Passage given ▸
+ + + + +

I'll start reading thanks.

Should I buy a different piece of equipment? Money in this situation is not a problem especially if it relieves a big pain in my a!!. LOL

Thanks

This is a family friendly forum, so please watch your language :wink:

I assume you mean the commands I asked you to run? You will need to log into your router via a terminal window (see https://openwrt.org/docs/guide-quick-start/sshadministration for instructions how to do that in case you have not yet tried it) and then paste each of the three commands into that window and hit enter, then copy the output into this thread. Does this help?

We all started from the position, so no worry, you will get up to speed eventually.

No idea, personally I would first try to figure out the root cause, because if it is not the router then exchanging that will not help much.

BTW, what modem are you using? Some intel puma-SoCs seem to have latency issues that are independent of sqm or your router hardware.

Yes... thank you

Got it!

I’ll have to get back to you on model number. I know it’s brand new black surfboard with 2 Ethernet ports on the back it.

I started reading it... R7800 doesn’t look to good. But I’m not done reading.

FYI.. NEW USER LIMIT. I CAN REPLY IN 3 TO 4 HOURS THANKS.

Boy that's nice.... I wish I can say the same. LOL

I'll find out when I get home in a few hours time. I've been working 3 days with only 8 hours of sleep so far and to deal with crap.

+ + + + +

Dataset excerpts ▸
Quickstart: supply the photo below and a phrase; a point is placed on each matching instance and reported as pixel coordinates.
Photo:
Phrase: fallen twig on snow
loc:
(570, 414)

+ + + + +

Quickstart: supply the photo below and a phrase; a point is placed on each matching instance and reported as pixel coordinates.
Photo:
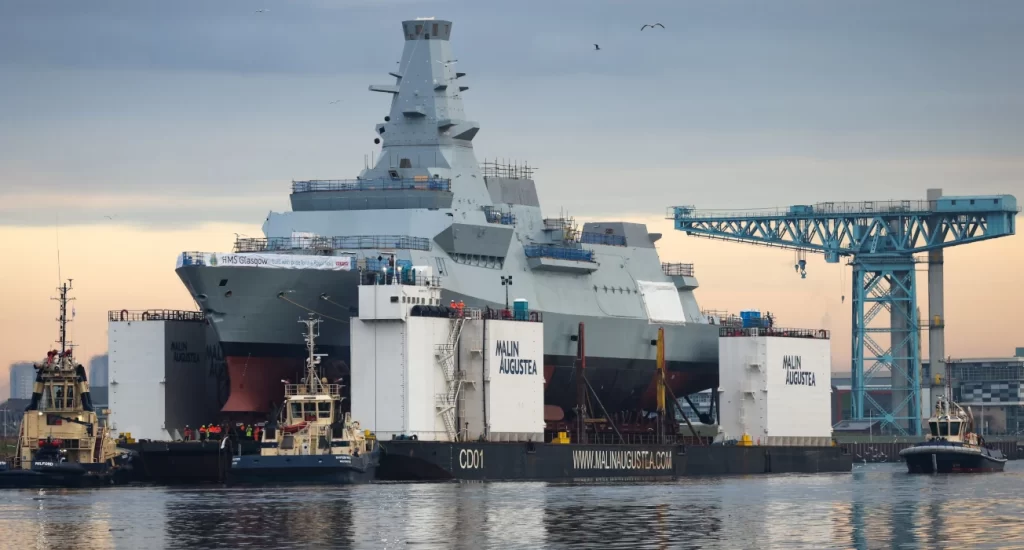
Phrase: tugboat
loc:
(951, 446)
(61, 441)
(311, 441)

+ + + + +

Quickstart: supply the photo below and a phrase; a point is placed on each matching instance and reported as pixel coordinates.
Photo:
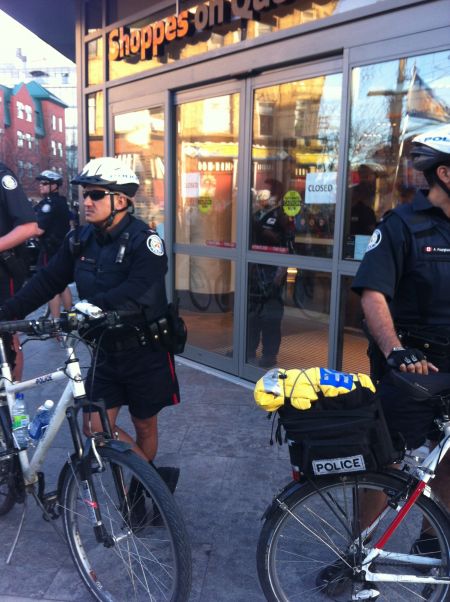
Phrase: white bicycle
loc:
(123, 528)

+ + + + +

Challenge ▸ Reproduce the passage from the forum thread above that starts at "I assume you" and ends at "your router hardware.".

Result of this task ▸
I assume you mean the commands I asked you to run? You will need to log into your router via a terminal window (see https://openwrt.org/docs/guide-quick-start/sshadministration for instructions how to do that in case you have not yet tried it) and then paste each of the three commands into that window and hit enter, then copy the output into this thread. Does this help?

We all started from the position, so no worry, you will get up to speed eventually.

No idea, personally I would first try to figure out the root cause, because if it is not the router then exchanging that will not help much.

BTW, what modem are you using? Some intel puma-SoCs seem to have latency issues that are independent of sqm or your router hardware.